[START Text excerpt]
- Born: James Alexander Malcolm Caldwell 27 September 1931 Stirling, Scotland
- Died: 23 December 1978 (aged 47) Phnom Penh, Democratic Kampuchea
- Cause of death: Murder by shooting
- Occupations: Writer, activist
- Political party: Labour

= Malcolm Caldwell =

Scottish Marxist academic (1931–1978)

James Alexander Malcolm Caldwell (27 September 1931 – 23 December 1978) was a Scottish academic and a prolific Marxist writer. He was a consistent critic of American foreign policy, a campaigner for Asian communist and socialist movements and a supporter of the Khmer Rouge. Caldwell was murdered a few hours after meeting Pol Pot in Cambodia. His murder is generally attributed to the Khmer Rouge regime, though the exact chain of command remains unclear.
[END Text excerpt]
[START Extracted entries]
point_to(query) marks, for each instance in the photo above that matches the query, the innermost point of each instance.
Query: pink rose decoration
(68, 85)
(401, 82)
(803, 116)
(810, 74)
[END Extracted entries]
> Exercise instructions
1. Print the whole Malcolm Caldwell biography word for word.
2. Can you render every line of the pointing and labeling records as a JSON list of strings, one string per line, with blank lines left out?

> Solutions below
1.
- Born: James Alexander Malcolm Caldwell 27 September 1931 Stirling, Scotland
- Died: 23 December 1978 (aged 47) Phnom Penh, Democratic Kampuchea
- Cause of death: Murder by shooting
- Occupations: Writer, activist
- Political party: Labour

= Malcolm Caldwell =

Scottish Marxist academic (1931–1978)

James Alexander Malcolm Caldwell (27 September 1931 – 23 December 1978) was a Scottish academic and a prolific Marxist writer. He was a consistent critic of American foreign policy, a campaigner for Asian communist and socialist movements and a supporter of the Khmer Rouge. Caldwell was murdered a few hours after meeting Pol Pot in Cambodia. His murder is generally attributed to the Khmer Rouge regime, though the exact chain of command remains unclear.

2.
[
  "point_to(query) marks, for each instance in the photo above that matches the query, the innermost point of each instance.",
  "Query: pink rose decoration",
  "(68, 85)",
  "(401, 82)",
  "(803, 116)",
  "(810, 74)"
]